Dataset entries:

_____

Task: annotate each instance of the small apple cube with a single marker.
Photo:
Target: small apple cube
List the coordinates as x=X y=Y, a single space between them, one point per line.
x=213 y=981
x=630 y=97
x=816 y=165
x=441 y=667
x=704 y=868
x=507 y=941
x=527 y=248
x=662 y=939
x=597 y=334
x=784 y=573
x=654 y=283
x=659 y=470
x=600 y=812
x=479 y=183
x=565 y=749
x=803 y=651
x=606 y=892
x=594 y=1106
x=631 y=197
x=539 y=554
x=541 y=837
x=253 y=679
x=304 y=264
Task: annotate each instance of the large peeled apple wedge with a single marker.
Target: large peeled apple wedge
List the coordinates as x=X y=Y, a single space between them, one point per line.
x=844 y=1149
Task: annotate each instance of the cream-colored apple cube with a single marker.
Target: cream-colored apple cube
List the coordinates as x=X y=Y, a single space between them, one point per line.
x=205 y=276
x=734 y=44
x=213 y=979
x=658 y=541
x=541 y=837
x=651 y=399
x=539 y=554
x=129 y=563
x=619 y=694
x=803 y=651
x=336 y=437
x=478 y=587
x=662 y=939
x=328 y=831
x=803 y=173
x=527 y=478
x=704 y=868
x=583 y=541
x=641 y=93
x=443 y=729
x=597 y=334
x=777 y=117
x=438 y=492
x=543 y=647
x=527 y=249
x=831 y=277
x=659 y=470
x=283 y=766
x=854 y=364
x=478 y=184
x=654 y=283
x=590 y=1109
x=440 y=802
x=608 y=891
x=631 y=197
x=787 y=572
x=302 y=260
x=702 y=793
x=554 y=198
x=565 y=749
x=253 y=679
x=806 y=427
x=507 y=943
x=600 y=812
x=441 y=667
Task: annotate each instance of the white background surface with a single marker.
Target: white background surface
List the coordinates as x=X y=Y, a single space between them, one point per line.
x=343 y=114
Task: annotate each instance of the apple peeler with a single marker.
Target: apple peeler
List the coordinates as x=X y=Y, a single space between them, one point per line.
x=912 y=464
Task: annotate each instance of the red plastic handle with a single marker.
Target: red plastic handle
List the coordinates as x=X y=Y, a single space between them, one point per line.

_____

What you should do =
All of the data above must be set down again exactly.

Task solution =
Task: annotate each instance of the small apple cube with a single marker.
Photo:
Target: small apple cube
List the coordinates as x=X y=Y, a single space between them, one point per line.
x=213 y=981
x=630 y=97
x=816 y=165
x=441 y=667
x=704 y=868
x=507 y=941
x=527 y=248
x=662 y=939
x=597 y=334
x=784 y=573
x=654 y=283
x=659 y=470
x=600 y=812
x=479 y=183
x=565 y=749
x=803 y=651
x=606 y=892
x=594 y=1106
x=631 y=197
x=539 y=554
x=541 y=837
x=253 y=679
x=304 y=264
Task: annotate each instance of the large peeled apple wedge with a single marker.
Target: large peeled apple wedge
List the coordinates as x=X y=Y, a single space between them, one point per line.
x=844 y=1149
Task: annotate each instance of the cream-colored apple cube with a single marker.
Target: cream-colored apple cube
List the coordinates as x=X y=Y, a single space between them, one point per line.
x=205 y=276
x=734 y=44
x=213 y=979
x=658 y=541
x=541 y=837
x=651 y=399
x=539 y=554
x=129 y=563
x=619 y=694
x=803 y=651
x=336 y=437
x=478 y=587
x=662 y=939
x=328 y=831
x=803 y=173
x=527 y=478
x=704 y=868
x=583 y=541
x=641 y=93
x=443 y=729
x=597 y=334
x=777 y=117
x=438 y=492
x=543 y=647
x=527 y=249
x=831 y=277
x=659 y=470
x=283 y=766
x=854 y=364
x=478 y=184
x=654 y=283
x=590 y=1109
x=440 y=802
x=608 y=891
x=631 y=197
x=787 y=572
x=302 y=260
x=702 y=793
x=554 y=198
x=565 y=749
x=253 y=679
x=806 y=427
x=507 y=943
x=600 y=812
x=441 y=667
Task: annotate each instance of the white background surface with a single marker.
Target: white background surface
List the coordinates as x=X y=Y, a single space between them, one point per line.
x=343 y=114
Task: annotate each instance of the apple peeler with a single marker.
Target: apple peeler
List the coordinates as x=X y=Y, a single space between them, one point per line.
x=912 y=464
Task: annotate each instance of the red plastic handle with a single marker.
Target: red plastic handle
List the coordinates as x=X y=Y, a single space between them, one point per line.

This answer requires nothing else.